- Aufgabe a: Tausche in allen Zeilen unter „Zu nutzende Zeilen“ „arched doorway“ gegen „stone archway“ aus und gib diese Zeilen sonst unverändert wieder.

- Textauszug:
Weg zum Wein
Heute mal darüber nachgedacht, wie sich mein Weg zum Wein gestaltet hat:
Phase 1: Die Abstinenz. Agglomeration Zürich. Bis und mit 23 keinen Tropfen Alkohol. Die Teenager-Parties mit den ganzen Alkohol- und Canabis-Leichen schrecken mich irgendwie ab. Die Mädels schätzen den Hang zum Orangensaft sehr: was will man also mehr, als nach einer Party als einzig nüchterner Mann die Mädels nach Hause fahren?
Phase 2: Wein als Schlafmittel. Biel (Grenze Deutsch- / Westschweiz), um 22 Jahre alt. Täglich 17 Stunden Arbeit. Das Tagesziel um 23 Uhr sind den Email-Account auf Hotmail.com mittels 33er-Modem zu lesen sowie Pizza und Chianti/Montepulciano und Co. von der üblen Sorte als Nahrungs-Element zu sich zu nehmen Man schläft damit schnell und gut aber von Weingenuss zu sprechen wäre natürlich vermessen.

- Aufgabe b: Schreibe aus dem Text über den Weg zum Wein die Stelle wortgetreu ab, die mit „Phase 2: Wein“ beginnt und mit „wäre natürlich vermessen.“ endet.

- Zu nutzende Zeilen:
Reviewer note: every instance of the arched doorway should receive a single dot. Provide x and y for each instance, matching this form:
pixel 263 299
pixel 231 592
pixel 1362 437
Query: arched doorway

- Lösung a:
Reviewer note: every instance of the stone archway should receive a single dot. Provide x and y for each instance, matching this form:
pixel 263 299
pixel 231 592
pixel 1362 437
Query: stone archway

- Lösung b:
Phase 2: Wein als Schlafmittel. Biel (Grenze Deutsch- / Westschweiz), um 22 Jahre alt. Täglich 17 Stunden Arbeit. Das Tagesziel um 23 Uhr sind den Email-Account auf Hotmail.com mittels 33er-Modem zu lesen sowie Pizza und Chianti/Montepulciano und Co. von der üblen Sorte als Nahrungs-Element zu sich zu nehmen Man schläft damit schnell und gut aber von Weingenuss zu sprechen wäre natürlich vermessen.